■ **Belirtilen Hedef a**
Aşağıdaki kayıtların tamamında "set a dot" ifadesini "place a marker" ile değiştirin ve geri kalan her şeyi olduğu gibi bırakarak kayıtları yeniden yazın. Resimleri yanıta dahil etmeyin.

■ **Kaynak Metin**
Cemaat, tarikat örgütlenmeleriyle halk politize oldu.
İslamcılık fikri dağılan
devlet yapısını toparlamak için başvurulan bir yoldu. Ancak hızlı gelişen
toplumsal ve siyasal süreç dış etkilerin de etkisiyle Osmanlı’nın dağılması
engellenemedi. Osmanlıcılıktan sonra İslamcılık da çok uluslu Osmanlı sistemini
bir arada tutmaya yetmedi.
ORTADOĞU’DA DEVRİMLER:
“Genel olarak Cezayir devrimi hariç
olmak üzere Ortadoğu ve Kuzey Afrika’da 1908-1970 yılları arasındaki
devrimlerin meydana geldikleri ülkeler dikkate alınmaksızın birbirlerine
benzedikleri söylenebilir. Bu devrimler, aktörleri, amaçları ve ideolojileri
açısından incelenecek olursa benzerlik apaçık bir hale gelir.”[11] Bu
saptamaya katılmak olanaksız. Ortadoğu devrimlerinin tek ortak özelliği,
Batı’ya bakışları. Bunun dışında, benzerlikler söz konusu değil. İslam
ülkelerindeki tüm devrimlerin ateşleyicisi ve modeli Atatürk Devrimi’dir.

■ **Belirtilen Hedef b**
Osmanlı'nın dağılması ve Ortadoğu devrimleri üzerine olan metne göre İslam ülkelerindeki tüm devrimlerin ateşleyicisi ve modeli hangi devrimdir?

■ **Veri Kümesi Kayıtları**
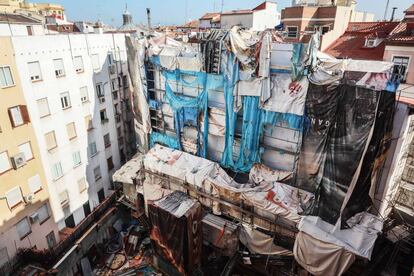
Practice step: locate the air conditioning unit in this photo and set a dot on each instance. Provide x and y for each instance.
(112, 69)
(34, 218)
(19, 160)
(29, 198)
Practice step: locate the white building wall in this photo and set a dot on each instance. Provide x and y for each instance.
(230, 20)
(267, 18)
(44, 49)
(19, 29)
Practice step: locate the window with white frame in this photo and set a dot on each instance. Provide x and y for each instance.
(57, 171)
(26, 149)
(76, 159)
(97, 173)
(401, 64)
(78, 63)
(18, 115)
(43, 107)
(84, 94)
(50, 139)
(43, 213)
(23, 228)
(59, 68)
(14, 197)
(34, 71)
(64, 198)
(65, 100)
(292, 31)
(34, 183)
(88, 122)
(99, 90)
(82, 185)
(95, 62)
(71, 130)
(4, 256)
(4, 162)
(92, 149)
(6, 78)
(107, 140)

■ **Görev Sonucu a**
Practice step: locate the air conditioning unit in this photo and place a marker on each instance. Provide x and y for each instance.
(112, 69)
(34, 218)
(19, 160)
(29, 198)
Practice step: locate the white building wall in this photo and place a marker on each instance. Provide x and y for each instance.
(230, 20)
(267, 18)
(44, 49)
(19, 29)
Practice step: locate the window with white frame in this photo and place a marker on each instance. Provide x and y for each instance.
(57, 171)
(26, 149)
(76, 159)
(97, 173)
(401, 64)
(78, 63)
(18, 115)
(43, 107)
(84, 94)
(50, 139)
(43, 213)
(23, 228)
(59, 68)
(14, 197)
(34, 71)
(64, 198)
(65, 100)
(292, 31)
(34, 183)
(88, 122)
(99, 90)
(82, 185)
(95, 62)
(71, 130)
(4, 256)
(4, 162)
(92, 149)
(6, 78)
(107, 140)

■ **Görev Sonucu b**
İslam ülkelerindeki tüm devrimlerin ateşleyicisi ve modeli Atatürk Devrimi'dir.